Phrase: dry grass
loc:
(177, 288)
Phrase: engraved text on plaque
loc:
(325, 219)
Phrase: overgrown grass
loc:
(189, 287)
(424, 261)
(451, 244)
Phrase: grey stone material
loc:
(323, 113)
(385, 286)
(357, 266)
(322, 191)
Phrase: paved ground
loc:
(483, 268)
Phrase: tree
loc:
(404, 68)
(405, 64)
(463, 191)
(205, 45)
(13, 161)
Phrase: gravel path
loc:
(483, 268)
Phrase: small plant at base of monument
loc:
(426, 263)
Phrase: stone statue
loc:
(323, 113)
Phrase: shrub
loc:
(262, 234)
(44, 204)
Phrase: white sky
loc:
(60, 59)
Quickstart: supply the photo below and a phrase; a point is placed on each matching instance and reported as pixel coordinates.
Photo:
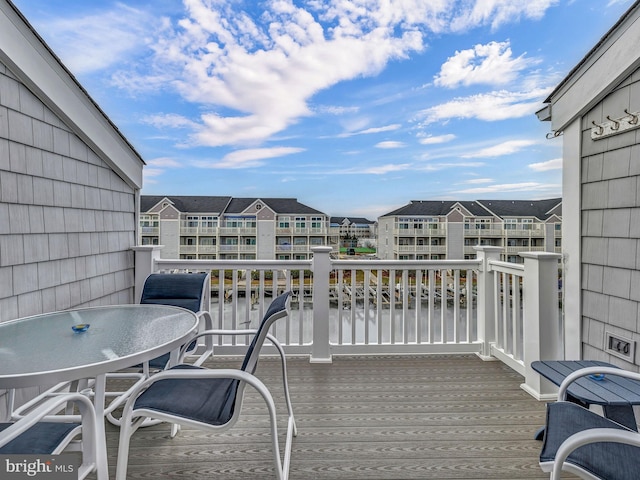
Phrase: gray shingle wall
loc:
(67, 221)
(610, 178)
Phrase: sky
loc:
(354, 107)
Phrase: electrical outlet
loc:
(619, 346)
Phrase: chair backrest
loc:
(279, 308)
(186, 290)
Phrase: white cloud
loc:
(555, 164)
(434, 167)
(432, 140)
(477, 181)
(493, 106)
(382, 169)
(510, 187)
(251, 157)
(390, 144)
(164, 162)
(95, 42)
(169, 120)
(490, 64)
(499, 12)
(254, 76)
(501, 149)
(369, 131)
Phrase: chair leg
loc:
(126, 430)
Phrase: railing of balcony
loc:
(389, 307)
(440, 249)
(421, 232)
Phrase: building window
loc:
(284, 222)
(148, 221)
(209, 221)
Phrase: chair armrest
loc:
(585, 437)
(583, 372)
(53, 405)
(199, 373)
(208, 321)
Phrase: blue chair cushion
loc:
(41, 439)
(177, 289)
(605, 460)
(207, 400)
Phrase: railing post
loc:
(320, 349)
(486, 299)
(145, 258)
(542, 329)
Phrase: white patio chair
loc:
(186, 290)
(42, 432)
(586, 444)
(210, 399)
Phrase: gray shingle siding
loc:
(67, 220)
(610, 204)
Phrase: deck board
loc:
(364, 417)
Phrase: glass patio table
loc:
(45, 350)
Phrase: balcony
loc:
(483, 232)
(237, 231)
(441, 231)
(421, 249)
(150, 230)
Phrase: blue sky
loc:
(352, 107)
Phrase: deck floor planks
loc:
(364, 417)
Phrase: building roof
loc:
(611, 60)
(540, 209)
(187, 204)
(289, 205)
(435, 208)
(211, 204)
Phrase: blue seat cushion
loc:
(605, 460)
(206, 400)
(41, 439)
(177, 289)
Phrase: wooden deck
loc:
(392, 417)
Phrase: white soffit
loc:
(24, 53)
(607, 66)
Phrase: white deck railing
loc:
(495, 309)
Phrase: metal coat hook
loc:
(554, 134)
(616, 124)
(634, 117)
(599, 127)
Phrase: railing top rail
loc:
(232, 264)
(408, 264)
(507, 267)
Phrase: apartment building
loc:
(224, 227)
(437, 230)
(354, 227)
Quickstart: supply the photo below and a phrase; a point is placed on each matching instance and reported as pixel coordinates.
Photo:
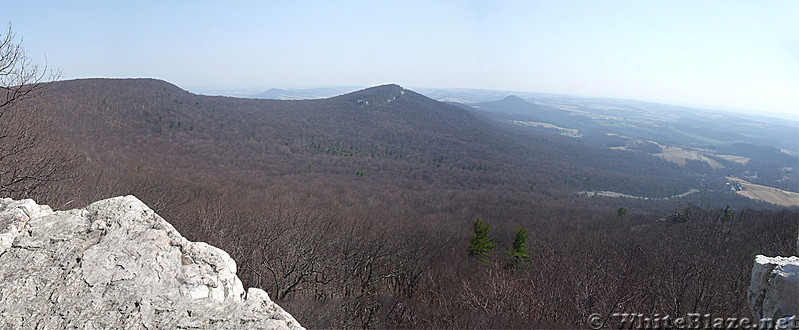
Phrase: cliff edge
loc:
(117, 264)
◇ ◇ ◇
- [Given request]: Edit the stretch of the listing from the line containing "Phrase: white patio chair" through the end of the listing, replacing "deck" with "porch" and leaving everything else unchanged. Leave the pictures out of your answer.

- [Worked answer]:
Phrase: white patio chair
loc:
(186, 290)
(42, 432)
(586, 444)
(210, 399)
Phrase: gray shingle siding
loc:
(67, 220)
(610, 204)
Phrase: porch board
loc:
(364, 417)
Phrase: glass patio table
loc:
(45, 350)
Phrase: balcony
loc:
(483, 232)
(237, 231)
(441, 231)
(421, 249)
(150, 230)
Phrase: blue sky
loc:
(352, 107)
Phrase: porch floor planks
loc:
(364, 417)
Phrase: building roof
loc:
(611, 60)
(540, 209)
(187, 204)
(289, 205)
(435, 208)
(211, 204)
Phrase: blue seat cushion
loc:
(605, 460)
(206, 400)
(41, 439)
(177, 289)
Phrase: wooden porch
loc:
(392, 417)
Phrase: white soffit
loc:
(24, 53)
(607, 66)
Phrase: white porch railing
loc:
(495, 309)
Phrase: metal coat hook
loc:
(554, 134)
(616, 124)
(634, 117)
(599, 127)
Phrase: railing top rail
loc:
(232, 264)
(408, 264)
(507, 267)
Phrase: apartment building
loc:
(224, 227)
(437, 230)
(354, 227)
Quickstart: supply the photo below and a phrase; a point is placed on each matching instance and reported as pixel coordinates.
Photo:
Phrase: cliff edge
loc:
(117, 264)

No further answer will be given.